## Assignment
Reproduce the lines below exactly, starting at the one containing "Wildlife-survey input: mark every instance of the brick wall" and stopping at the final line.

## Material shown
================================
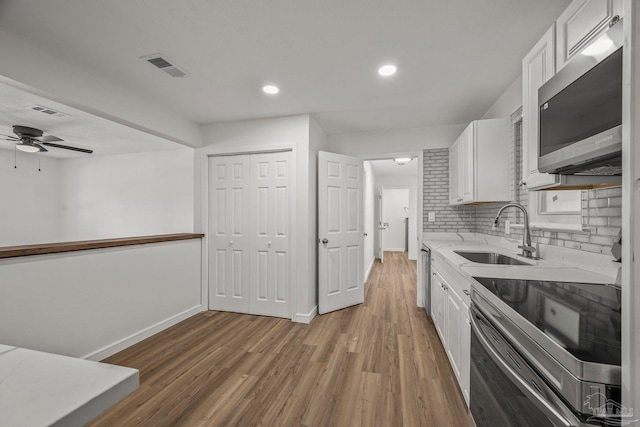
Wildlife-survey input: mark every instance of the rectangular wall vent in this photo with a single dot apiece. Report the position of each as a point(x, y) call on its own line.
point(162, 63)
point(48, 111)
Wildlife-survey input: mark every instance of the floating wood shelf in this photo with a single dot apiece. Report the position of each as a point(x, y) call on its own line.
point(52, 248)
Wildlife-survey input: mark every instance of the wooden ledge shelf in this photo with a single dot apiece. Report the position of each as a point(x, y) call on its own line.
point(53, 248)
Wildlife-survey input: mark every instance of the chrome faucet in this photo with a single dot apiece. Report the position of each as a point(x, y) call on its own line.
point(527, 249)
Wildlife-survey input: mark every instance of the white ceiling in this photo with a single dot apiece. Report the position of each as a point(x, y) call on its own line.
point(454, 57)
point(77, 128)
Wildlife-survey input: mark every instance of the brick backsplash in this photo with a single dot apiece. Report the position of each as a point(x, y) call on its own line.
point(436, 196)
point(601, 208)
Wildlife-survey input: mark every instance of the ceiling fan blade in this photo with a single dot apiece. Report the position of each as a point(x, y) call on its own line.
point(50, 138)
point(42, 149)
point(9, 137)
point(67, 147)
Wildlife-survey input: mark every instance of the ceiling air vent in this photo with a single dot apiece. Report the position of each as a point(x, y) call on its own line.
point(48, 111)
point(162, 63)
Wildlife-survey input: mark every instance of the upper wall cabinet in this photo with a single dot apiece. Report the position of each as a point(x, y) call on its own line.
point(582, 22)
point(479, 163)
point(537, 67)
point(579, 24)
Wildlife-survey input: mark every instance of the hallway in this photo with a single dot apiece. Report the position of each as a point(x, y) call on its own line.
point(377, 364)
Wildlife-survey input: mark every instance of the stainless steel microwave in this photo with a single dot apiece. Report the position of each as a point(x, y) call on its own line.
point(580, 112)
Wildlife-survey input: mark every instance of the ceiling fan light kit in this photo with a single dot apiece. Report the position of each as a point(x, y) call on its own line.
point(28, 147)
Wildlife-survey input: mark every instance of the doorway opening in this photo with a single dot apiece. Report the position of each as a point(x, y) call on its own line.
point(388, 184)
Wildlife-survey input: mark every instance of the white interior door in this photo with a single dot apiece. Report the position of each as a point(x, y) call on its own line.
point(381, 226)
point(229, 234)
point(340, 232)
point(250, 206)
point(270, 266)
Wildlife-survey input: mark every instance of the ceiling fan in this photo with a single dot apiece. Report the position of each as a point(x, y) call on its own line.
point(31, 140)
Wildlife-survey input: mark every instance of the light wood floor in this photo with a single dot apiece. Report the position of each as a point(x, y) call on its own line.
point(377, 364)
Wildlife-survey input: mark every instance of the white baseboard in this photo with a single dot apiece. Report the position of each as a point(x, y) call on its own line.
point(111, 349)
point(366, 276)
point(306, 318)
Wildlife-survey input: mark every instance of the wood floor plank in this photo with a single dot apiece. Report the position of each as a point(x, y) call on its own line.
point(380, 363)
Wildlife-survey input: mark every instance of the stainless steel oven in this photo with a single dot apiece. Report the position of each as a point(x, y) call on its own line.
point(545, 354)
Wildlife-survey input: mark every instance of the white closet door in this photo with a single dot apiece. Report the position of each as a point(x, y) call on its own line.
point(229, 233)
point(340, 260)
point(270, 255)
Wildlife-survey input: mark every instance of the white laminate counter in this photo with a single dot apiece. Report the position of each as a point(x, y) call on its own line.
point(537, 270)
point(44, 389)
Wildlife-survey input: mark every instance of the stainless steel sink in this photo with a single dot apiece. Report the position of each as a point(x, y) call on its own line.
point(490, 258)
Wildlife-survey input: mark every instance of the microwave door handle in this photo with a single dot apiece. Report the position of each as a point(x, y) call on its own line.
point(555, 410)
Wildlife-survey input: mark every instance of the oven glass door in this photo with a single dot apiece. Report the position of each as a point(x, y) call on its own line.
point(505, 391)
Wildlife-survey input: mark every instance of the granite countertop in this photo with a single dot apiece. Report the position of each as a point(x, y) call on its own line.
point(542, 269)
point(44, 389)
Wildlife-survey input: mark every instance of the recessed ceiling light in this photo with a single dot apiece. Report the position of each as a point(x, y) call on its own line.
point(270, 89)
point(387, 70)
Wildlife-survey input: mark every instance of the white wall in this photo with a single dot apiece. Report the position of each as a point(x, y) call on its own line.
point(127, 195)
point(29, 210)
point(94, 303)
point(394, 141)
point(411, 182)
point(631, 207)
point(394, 214)
point(509, 101)
point(370, 225)
point(317, 142)
point(265, 134)
point(70, 85)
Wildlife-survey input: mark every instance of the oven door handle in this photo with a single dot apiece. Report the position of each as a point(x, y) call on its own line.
point(555, 410)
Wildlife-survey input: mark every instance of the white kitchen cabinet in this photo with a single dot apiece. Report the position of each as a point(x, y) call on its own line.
point(450, 316)
point(580, 23)
point(479, 163)
point(537, 67)
point(455, 187)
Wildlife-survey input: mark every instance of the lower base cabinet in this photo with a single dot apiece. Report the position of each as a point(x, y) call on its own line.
point(451, 318)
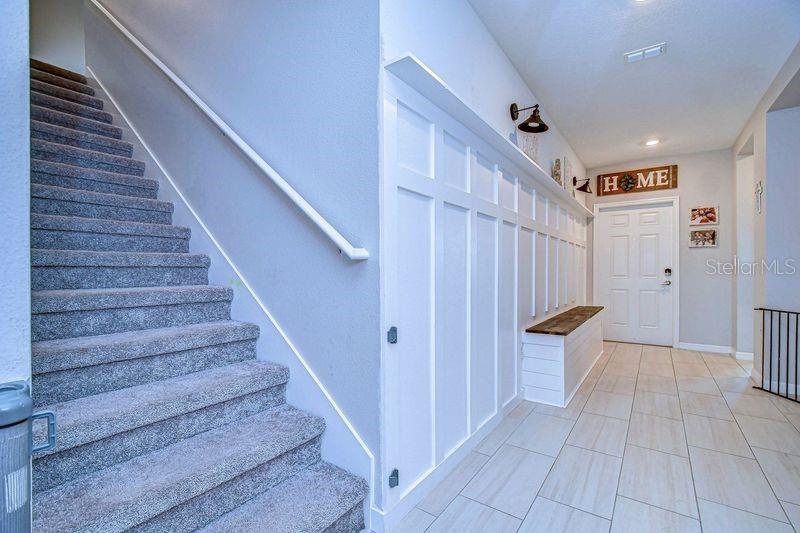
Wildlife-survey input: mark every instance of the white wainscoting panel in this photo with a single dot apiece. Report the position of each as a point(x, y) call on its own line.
point(475, 251)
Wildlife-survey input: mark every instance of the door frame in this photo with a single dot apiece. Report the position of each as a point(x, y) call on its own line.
point(674, 201)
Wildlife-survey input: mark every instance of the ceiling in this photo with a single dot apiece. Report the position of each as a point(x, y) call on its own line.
point(721, 57)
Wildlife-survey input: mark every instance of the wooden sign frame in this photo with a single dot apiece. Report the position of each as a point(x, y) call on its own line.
point(638, 180)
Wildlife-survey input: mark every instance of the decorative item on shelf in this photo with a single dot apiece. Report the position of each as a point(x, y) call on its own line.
point(583, 188)
point(704, 216)
point(703, 238)
point(639, 180)
point(534, 123)
point(556, 173)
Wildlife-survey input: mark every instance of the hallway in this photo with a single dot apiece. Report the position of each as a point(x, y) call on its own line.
point(656, 439)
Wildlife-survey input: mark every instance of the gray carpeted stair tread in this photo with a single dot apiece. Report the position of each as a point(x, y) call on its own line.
point(66, 94)
point(97, 417)
point(62, 301)
point(67, 120)
point(76, 352)
point(72, 177)
point(51, 192)
point(58, 71)
point(130, 493)
point(59, 81)
point(71, 108)
point(311, 500)
point(81, 157)
point(118, 227)
point(79, 139)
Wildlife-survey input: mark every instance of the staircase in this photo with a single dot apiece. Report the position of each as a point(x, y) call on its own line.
point(166, 422)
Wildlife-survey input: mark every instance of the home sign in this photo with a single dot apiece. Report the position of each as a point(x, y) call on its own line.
point(639, 180)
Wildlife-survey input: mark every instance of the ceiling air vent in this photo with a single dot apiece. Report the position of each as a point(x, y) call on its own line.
point(645, 53)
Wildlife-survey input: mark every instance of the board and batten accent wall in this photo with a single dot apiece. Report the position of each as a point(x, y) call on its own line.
point(475, 251)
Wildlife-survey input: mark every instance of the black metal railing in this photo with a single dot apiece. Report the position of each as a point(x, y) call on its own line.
point(780, 351)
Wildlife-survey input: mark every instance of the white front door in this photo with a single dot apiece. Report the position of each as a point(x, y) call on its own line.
point(635, 271)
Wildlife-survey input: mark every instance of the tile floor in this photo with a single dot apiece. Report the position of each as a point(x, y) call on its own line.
point(655, 440)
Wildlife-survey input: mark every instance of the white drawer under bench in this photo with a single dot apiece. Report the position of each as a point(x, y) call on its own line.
point(558, 353)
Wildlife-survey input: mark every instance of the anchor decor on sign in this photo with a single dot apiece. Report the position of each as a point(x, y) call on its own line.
point(639, 180)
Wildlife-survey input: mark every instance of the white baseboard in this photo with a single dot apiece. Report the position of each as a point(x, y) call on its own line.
point(710, 348)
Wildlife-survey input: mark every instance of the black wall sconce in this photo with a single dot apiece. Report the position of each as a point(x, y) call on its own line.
point(583, 188)
point(534, 124)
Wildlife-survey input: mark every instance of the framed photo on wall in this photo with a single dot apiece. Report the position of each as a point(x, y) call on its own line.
point(704, 216)
point(703, 238)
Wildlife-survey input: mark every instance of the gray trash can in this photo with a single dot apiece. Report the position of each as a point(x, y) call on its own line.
point(16, 447)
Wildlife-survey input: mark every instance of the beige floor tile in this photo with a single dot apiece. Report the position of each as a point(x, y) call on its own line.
point(571, 411)
point(698, 385)
point(705, 405)
point(609, 404)
point(715, 434)
point(656, 369)
point(618, 384)
point(467, 515)
point(726, 370)
point(659, 384)
point(599, 433)
point(416, 521)
point(505, 428)
point(718, 518)
point(631, 516)
point(691, 370)
point(770, 434)
point(657, 433)
point(547, 516)
point(622, 369)
point(652, 403)
point(783, 473)
point(510, 480)
point(740, 385)
point(584, 479)
point(746, 404)
point(686, 356)
point(446, 491)
point(733, 481)
point(659, 479)
point(793, 512)
point(542, 433)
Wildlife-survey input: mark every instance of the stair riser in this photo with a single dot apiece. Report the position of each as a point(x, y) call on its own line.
point(71, 108)
point(52, 470)
point(48, 326)
point(66, 94)
point(209, 506)
point(104, 242)
point(80, 139)
point(66, 120)
point(48, 206)
point(66, 385)
point(61, 82)
point(86, 161)
point(70, 182)
point(102, 277)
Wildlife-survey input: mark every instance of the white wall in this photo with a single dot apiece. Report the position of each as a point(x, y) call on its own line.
point(301, 88)
point(15, 296)
point(450, 38)
point(57, 33)
point(705, 178)
point(782, 198)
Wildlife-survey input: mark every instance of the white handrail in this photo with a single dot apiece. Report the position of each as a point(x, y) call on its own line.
point(353, 253)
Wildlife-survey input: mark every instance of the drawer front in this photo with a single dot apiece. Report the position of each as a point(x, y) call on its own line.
point(542, 366)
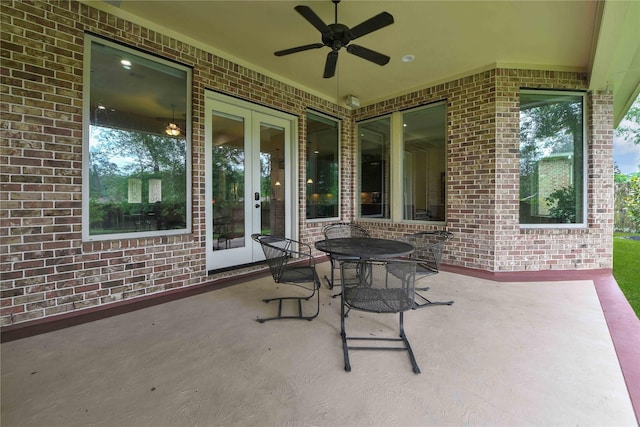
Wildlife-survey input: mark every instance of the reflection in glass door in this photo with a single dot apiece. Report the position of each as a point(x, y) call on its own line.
point(272, 180)
point(247, 176)
point(228, 181)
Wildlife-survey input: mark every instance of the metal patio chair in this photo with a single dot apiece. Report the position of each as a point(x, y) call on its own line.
point(290, 262)
point(380, 286)
point(428, 254)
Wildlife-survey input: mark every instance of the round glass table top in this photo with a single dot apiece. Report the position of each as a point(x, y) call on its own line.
point(365, 247)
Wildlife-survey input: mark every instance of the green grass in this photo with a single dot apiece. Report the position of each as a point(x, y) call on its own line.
point(626, 268)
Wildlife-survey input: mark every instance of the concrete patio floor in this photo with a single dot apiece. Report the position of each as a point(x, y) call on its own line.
point(505, 354)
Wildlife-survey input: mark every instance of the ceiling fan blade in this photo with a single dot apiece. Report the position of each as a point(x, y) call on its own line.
point(298, 49)
point(381, 20)
point(314, 19)
point(330, 65)
point(368, 54)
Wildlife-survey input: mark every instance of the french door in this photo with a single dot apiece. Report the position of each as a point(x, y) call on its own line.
point(248, 177)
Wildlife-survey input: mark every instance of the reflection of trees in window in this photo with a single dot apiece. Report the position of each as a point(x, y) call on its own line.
point(136, 166)
point(551, 156)
point(322, 182)
point(116, 156)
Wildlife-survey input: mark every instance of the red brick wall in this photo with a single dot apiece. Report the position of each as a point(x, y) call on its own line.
point(47, 269)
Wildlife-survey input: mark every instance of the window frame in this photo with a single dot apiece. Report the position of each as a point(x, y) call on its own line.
point(338, 122)
point(89, 39)
point(585, 173)
point(396, 166)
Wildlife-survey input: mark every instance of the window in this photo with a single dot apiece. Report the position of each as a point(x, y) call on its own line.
point(403, 163)
point(425, 160)
point(136, 163)
point(374, 152)
point(322, 167)
point(552, 158)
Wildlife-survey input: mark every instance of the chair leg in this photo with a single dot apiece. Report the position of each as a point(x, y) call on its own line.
point(425, 302)
point(316, 292)
point(414, 363)
point(403, 338)
point(343, 334)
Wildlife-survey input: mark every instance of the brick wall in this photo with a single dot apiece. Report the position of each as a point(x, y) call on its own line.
point(483, 175)
point(47, 269)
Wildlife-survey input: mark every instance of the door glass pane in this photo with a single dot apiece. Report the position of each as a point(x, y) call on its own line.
point(272, 179)
point(424, 163)
point(374, 154)
point(228, 177)
point(322, 167)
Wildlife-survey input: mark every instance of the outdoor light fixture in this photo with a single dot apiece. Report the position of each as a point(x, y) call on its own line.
point(172, 128)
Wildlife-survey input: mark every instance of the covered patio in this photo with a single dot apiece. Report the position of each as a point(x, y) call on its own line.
point(506, 353)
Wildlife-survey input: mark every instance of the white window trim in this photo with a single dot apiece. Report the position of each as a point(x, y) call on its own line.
point(585, 174)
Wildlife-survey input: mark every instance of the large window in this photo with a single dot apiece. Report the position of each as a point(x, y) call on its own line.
point(425, 161)
point(136, 149)
point(374, 151)
point(403, 163)
point(322, 167)
point(551, 158)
================================
## Completed exercise
Wildlife-survey input: mark every instance of the brick wall in this photo with a single dot apiece. Report the position of each as a point(x, y) call on its own line.
point(483, 175)
point(47, 269)
Wildlife-survey input: mark every instance of the door glass pane in this photo with a single dot apiece. Report the position of each as a point(x, y) call on its own line.
point(272, 179)
point(424, 163)
point(374, 154)
point(228, 177)
point(322, 167)
Wildlife-survey input: mark every instance of the outdoor light fixture in this photo with a single dot apiece. Report the position of each as a point(x, y) call on its own line.
point(172, 128)
Wildlife-survey input: mark every instance of the covered patio in this photo with a single dot apiece. Report the position of each as a point(x, y) call on its own line.
point(506, 353)
Wildlife-survey input: mark every instance of the white window trim in this photo with a single dot apiece. Report the position of each as a point(x, y) call on its own line.
point(585, 174)
Wildlife-survey input: mark every instance of the large window in this photo with a single dot apiece. Report the position of each as a point(x, y) call on its own line.
point(425, 161)
point(136, 149)
point(374, 151)
point(403, 163)
point(322, 167)
point(551, 158)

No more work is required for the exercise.